◆ Exercise objective
Once the pictures are set aside, transcribe the remaining data exactly.

◆ Excerpted records
--
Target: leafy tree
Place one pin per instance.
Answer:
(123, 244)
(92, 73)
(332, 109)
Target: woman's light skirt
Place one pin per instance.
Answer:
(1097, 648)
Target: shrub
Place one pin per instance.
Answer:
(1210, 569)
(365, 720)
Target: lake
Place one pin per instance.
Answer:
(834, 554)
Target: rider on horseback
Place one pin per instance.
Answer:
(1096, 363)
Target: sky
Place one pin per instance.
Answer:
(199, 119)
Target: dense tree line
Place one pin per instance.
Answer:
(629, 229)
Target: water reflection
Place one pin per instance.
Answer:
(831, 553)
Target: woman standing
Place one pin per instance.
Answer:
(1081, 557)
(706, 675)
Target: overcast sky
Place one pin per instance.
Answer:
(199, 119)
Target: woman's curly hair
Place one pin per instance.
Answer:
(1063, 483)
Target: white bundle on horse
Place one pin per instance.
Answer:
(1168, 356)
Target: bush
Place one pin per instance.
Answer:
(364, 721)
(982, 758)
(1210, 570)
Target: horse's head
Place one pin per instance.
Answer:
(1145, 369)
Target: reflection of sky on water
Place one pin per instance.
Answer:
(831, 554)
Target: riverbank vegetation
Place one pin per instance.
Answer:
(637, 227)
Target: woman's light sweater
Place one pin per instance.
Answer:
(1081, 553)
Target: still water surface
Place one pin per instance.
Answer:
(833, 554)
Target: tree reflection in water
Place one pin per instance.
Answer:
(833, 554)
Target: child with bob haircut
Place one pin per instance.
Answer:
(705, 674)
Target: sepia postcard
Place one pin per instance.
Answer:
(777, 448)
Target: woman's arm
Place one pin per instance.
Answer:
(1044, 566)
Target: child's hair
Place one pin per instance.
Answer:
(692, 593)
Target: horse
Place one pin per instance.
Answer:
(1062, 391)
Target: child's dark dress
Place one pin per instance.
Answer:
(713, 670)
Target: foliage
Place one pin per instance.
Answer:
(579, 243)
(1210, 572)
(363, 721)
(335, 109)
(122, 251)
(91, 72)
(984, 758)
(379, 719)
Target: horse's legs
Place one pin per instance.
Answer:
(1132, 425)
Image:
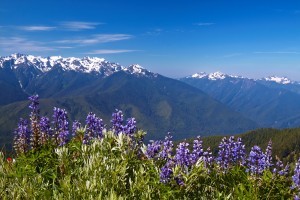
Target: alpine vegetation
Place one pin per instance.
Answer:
--
◆ Result of the exercise
Target: leafy tree
Place one pin per instance.
Answer:
(123, 244)
(92, 73)
(332, 109)
Target: woman's light skirt
Place one pin per instance.
Answer:
(1097, 648)
Target: shrub
Place one pin per instance.
Answer:
(1210, 569)
(365, 720)
Target: lake
Place one pin per instance.
Answer:
(834, 554)
Target: rider on horseback
Place one pin per instance.
Answer:
(1096, 363)
Target: sky
Place one pin per instance.
Answer:
(199, 119)
Target: dense tree line
Place one pin per instance.
Answer:
(629, 229)
Target: water reflection
Place one pin per instance.
Answer:
(831, 553)
Target: woman standing
Place one pin per instance.
Answer:
(1081, 557)
(706, 675)
Target: overcast sky
Place one pin per instance.
Answer:
(199, 119)
Target: woman's curly hair
Place one pin per instance.
Answer:
(1063, 483)
Target: white bundle on horse
Place one pin per instance.
Answer:
(1168, 356)
Target: bush
Place one pin per instance.
Answer:
(364, 721)
(982, 758)
(1210, 570)
Target: horse's head
Place one pin per instance.
Answer:
(1145, 369)
Target: reflection of sky on water
Place one pin per instance.
Answer:
(831, 554)
Target: riverbank vegetation
Place one pin per instance.
Answer:
(637, 227)
Target: woman's light sweater
Place one pin per instance.
Answer:
(1081, 553)
Target: still water surface
Place one pin per instance.
Answer:
(833, 554)
Target: tree reflection in water
Place one pin per instance.
Answer:
(833, 554)
Target: child with bob haircut
Place one pin per instance.
Answer:
(705, 674)
Target: sepia postcard
Place one pin per instance.
Answer:
(777, 448)
Target: woman's arm
Place one pin per instance.
Answer:
(1044, 566)
Target: child's hair
Place one pin per instance.
Answer:
(692, 593)
Target: horse
Place one pin per instance.
Answer:
(1062, 391)
Target: child's dark dress
Place one pin per instance.
Answer:
(713, 670)
Target: foliage
Place one pin per instance.
Answer:
(579, 243)
(1210, 572)
(363, 721)
(335, 109)
(122, 251)
(91, 72)
(984, 758)
(379, 719)
Target: horse's legs
Place one pin per instance.
Answer:
(1132, 425)
Image:
Target: alpine vegetation
Place one pin per instance.
Answer:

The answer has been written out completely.